- Problem A: Rewrite the portion of the essay about basketball between "We all go through" and "us feel better.", inclusive, changing "routines" to "rituals".
- Problem B: Write the next part of the essay about basketball, beginning after its final sentence.

- Selected excerpt:
┏━━
I’ve been having a tough time, these last few weeks. I don’t want to bore you with details, it’s personal stuff, but let’s just say the last month or so hasn’t been the happiest of my life.
We all go through times like these, and we all have our routines, the things we do, to pull ourselves out of them. Albums or songs we play, old movies we watch, old books we re-read, hikes we take, friends or relatives we call. They’re the comfort food our soul needs as it heals. In some cases, in fact, it’s actual comfort food that makes us feel better.
For me, it’s basketball.
It always has been. I’ve got an old-time manual scorekeeper’s book, and I’ve been known to watch a classic game on television and keep score by hand, just for the fun of it. I’ve got a giant collection of books about pro hoops, mostly from or about the 1970s (weird, I know, but hey, it’s my collection – go get your own). I’ve got tons of old issues of Sports Illustrated, dating back to that period, all with articles about basketball. I have DVDs of old games, featuring stars I admired, players I loved and looked up to (literally). I can’t tell you how many times I’ve gone through all of them, to the point where I have some absolutely memorized. But it makes no difference – they never fail to cheer me up.
I guess it’s an escape for me, the way science fiction or fantasy is for others. Like them, I’m reading about, or watching, people doing what for me seem like superhuman feats – flying, running faster than normal humans, performing acts of incredible strength. And when I read or hear fantastic stories about these people, my imagination just wanders and soars, and I forget, at least for a little while, about the things that have been nagging at me.
And I just realized why it’s such an escape for me – because I’ve never gone to a game, even one where the Suns have lost a heartbreaker, and had a bad time. I’ve been disappointed with the results, and I’ve played in basketball games and had a bad time, but I’ve never actually been to an arena and left wishing I’d just stayed home. So I associate anything to do with basketball with that kind of happy experience.
┗━━
- Supplied material:
┏━━
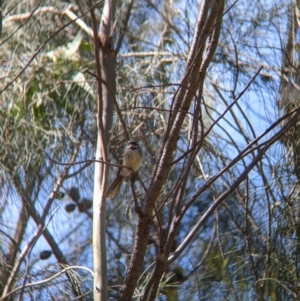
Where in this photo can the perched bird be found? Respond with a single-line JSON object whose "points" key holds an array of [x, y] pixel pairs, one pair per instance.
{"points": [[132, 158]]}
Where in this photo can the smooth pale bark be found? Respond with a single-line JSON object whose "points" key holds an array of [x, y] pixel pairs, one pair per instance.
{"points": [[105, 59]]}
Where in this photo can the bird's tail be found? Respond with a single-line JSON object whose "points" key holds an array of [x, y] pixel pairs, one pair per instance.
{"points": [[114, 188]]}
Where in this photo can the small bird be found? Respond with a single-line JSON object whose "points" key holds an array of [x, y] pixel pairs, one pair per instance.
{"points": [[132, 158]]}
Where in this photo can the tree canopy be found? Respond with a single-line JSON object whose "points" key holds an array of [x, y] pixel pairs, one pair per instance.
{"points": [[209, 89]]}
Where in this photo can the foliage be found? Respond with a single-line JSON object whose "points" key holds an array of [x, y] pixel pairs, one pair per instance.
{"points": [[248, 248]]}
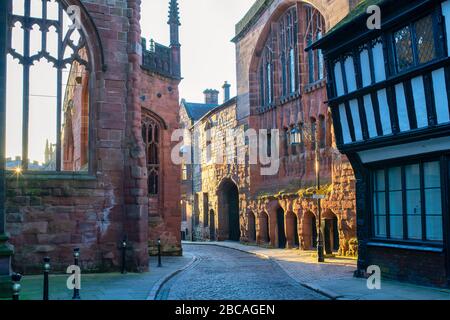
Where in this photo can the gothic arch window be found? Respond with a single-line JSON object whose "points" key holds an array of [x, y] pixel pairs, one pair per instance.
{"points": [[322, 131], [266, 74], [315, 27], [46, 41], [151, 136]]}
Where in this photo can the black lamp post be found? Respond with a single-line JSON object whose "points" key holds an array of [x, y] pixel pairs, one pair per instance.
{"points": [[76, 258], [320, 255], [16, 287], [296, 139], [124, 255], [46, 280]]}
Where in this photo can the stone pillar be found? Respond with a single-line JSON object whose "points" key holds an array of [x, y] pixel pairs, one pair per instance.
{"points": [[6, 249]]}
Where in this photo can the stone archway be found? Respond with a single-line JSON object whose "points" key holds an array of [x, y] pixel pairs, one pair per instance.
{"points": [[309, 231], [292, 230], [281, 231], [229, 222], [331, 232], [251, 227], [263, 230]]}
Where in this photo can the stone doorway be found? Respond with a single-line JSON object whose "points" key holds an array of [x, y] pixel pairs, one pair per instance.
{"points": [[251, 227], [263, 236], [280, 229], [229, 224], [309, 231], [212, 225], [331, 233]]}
┗━━
- Reply A:
We all go through times like these, and we all have our rituals, the things we do, to pull ourselves out of them. Albums or songs we play, old movies we watch, old books we re-read, hikes we take, friends or relatives we call. They’re the comfort food our soul needs as it heals. In some cases, in fact, it’s actual comfort food that makes us feel better.

- Reply B:
This go-round with melancholy, as with so many others, I’ve turned to the sport I love best. I’ve spent the last couple days with the new Sports Illustrated season preview (which I’ll save and put with the last 37 such issues). I’ve been concentrating furiously on pre-ranking my players for my forthcoming fantasy league draft. I’ve been scouring the Internet for news of my Suns, and the rest of the league. Last week, my friend Kenji invited me to be his guest at a Clippers/Suns preseason game, giving me my first look at this year’s team (We look good, people…and Amare didn’t even play).
And I even laced up my sneakers, pumped up the old Spalding, and shot jumpers for an hour, which I haven’t done in way, way too long. I found comfort and peace with the familiar geometry of the sport, the free throw circle, the parallel lines of the lane, the angles necessary for a clean bank shot from fifteen feet out.
I realize I’m romanticizing a simple game. I realize this isn’t the cure for some deadly disease we’re talking about. I’m not trying to make this more than it is, which is just my way of feeling a little better when I’m not feeling so well. It works for me. And the baby steps I’ve taken this last week or two, they’ve left me feeling lighter, more myself than I have in some time.
It’s almost November. Preseason is just about done. I can’t wait to get to the arena and get that old rush of being part of a screaming crowd. I’m getting that little flutter in my stomach just thinking about it. That’s how I know I’m doing okay.
It’s almost basketball season. And I couldn’t be happier.